• **THE RECORDS**
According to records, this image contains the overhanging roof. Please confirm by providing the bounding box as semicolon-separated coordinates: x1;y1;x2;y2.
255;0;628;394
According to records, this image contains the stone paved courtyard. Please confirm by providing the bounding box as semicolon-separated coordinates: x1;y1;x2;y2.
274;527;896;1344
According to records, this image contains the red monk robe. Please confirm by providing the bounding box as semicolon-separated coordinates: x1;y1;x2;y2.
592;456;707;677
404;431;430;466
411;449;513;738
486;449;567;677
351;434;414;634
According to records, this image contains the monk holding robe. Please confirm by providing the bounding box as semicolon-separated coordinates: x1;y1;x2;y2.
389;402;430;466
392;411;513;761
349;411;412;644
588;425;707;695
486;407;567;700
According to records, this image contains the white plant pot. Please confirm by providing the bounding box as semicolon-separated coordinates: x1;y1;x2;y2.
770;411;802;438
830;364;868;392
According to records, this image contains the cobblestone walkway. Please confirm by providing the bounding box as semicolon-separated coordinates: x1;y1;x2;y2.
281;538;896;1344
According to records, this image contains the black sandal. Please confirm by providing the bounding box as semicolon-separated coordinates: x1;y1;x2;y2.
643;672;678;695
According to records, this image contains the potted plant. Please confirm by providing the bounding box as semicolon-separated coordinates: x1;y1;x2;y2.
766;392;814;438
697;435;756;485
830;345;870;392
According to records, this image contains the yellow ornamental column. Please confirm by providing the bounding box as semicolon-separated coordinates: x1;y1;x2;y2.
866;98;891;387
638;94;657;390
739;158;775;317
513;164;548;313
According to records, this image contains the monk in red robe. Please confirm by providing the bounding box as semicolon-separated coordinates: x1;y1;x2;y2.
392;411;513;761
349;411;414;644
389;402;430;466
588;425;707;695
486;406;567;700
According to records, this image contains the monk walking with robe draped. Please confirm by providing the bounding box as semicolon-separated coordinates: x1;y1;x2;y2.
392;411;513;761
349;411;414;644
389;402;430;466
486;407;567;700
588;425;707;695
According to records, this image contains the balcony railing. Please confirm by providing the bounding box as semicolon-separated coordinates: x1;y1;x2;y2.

• **PROBLEM STATEMENT**
Turn every one of the records above into a numbered list, dropping any blank lines.

• **THE SOLUTION**
1. According to records, this image contains the overhanging roof. Please confirm by providing the bounding box as semicolon-separated coordinates: x1;y1;x2;y2.
2. 255;0;628;394
3. According to records, this image contains the stone paved courtyard. Please confirm by providing the bounding box as semicolon-separated coordinates: x1;y1;x2;y2.
4. 274;527;896;1344
5. According to records, this image contains the red monk robe. Please confirm by providing the bounding box as semicolon-separated coordinates: x1;y1;x2;y2.
6. 592;456;707;677
7. 404;431;430;466
8. 411;449;513;738
9. 486;449;567;677
10. 351;434;414;634
11. According to records, this image contains the monk holding robe. Please confirm by providing the bounding box as semicolon-separated coordinates: x1;y1;x2;y2.
12. 389;402;430;466
13. 392;411;513;761
14. 349;411;412;644
15. 588;425;707;695
16. 486;407;567;700
17. According to records, this image contains the white plant pot. Please confirm by providing the bounding box as semicolon-separated coordinates: x1;y1;x2;y2.
18. 770;411;802;438
19. 830;364;868;392
20. According to records, this image contains the cobblestone walkway. Please confirm by providing the bounding box as semicolon-separated coordinates: x1;y1;x2;y2.
21. 281;538;896;1344
22. According to records, this image contains the black sandal. Please confirm by providing the bounding box as semicolon-separated coordinates: x1;y1;x2;y2.
23. 643;672;678;695
24. According to records, this image contains the potted plant. Please confirm by providing the bounding box as semicolon-separated coordinates: x1;y1;x2;y2.
25. 766;392;814;438
26. 697;435;756;485
27. 830;345;870;392
28. According to records, this image contains the yellow ornamental column. Please confirm by providing the bounding box as semicolon-separated coordinates: x1;y1;x2;y2.
29. 866;98;891;387
30. 638;94;657;390
31. 739;158;775;317
32. 513;164;548;313
33. According to records, this image contains the monk in red robe. Please confirm by providing the bounding box as semicolon-separated coordinates: x1;y1;x2;y2.
34. 392;411;513;761
35. 349;411;414;644
36. 389;402;430;466
37. 588;425;707;695
38. 486;406;567;700
39. According to records, this image contains the monk walking with robe draped. Please confirm by providing the bounding box as semicolon-separated coordinates: x1;y1;x2;y2.
40. 392;411;513;761
41. 349;411;414;644
42. 389;402;430;466
43. 486;407;567;700
44. 588;425;707;695
45. According to records, this image contains the balcony railing. Please confirm by providing the bounding box as semicolon-separated coordinates: x1;y1;x2;y2.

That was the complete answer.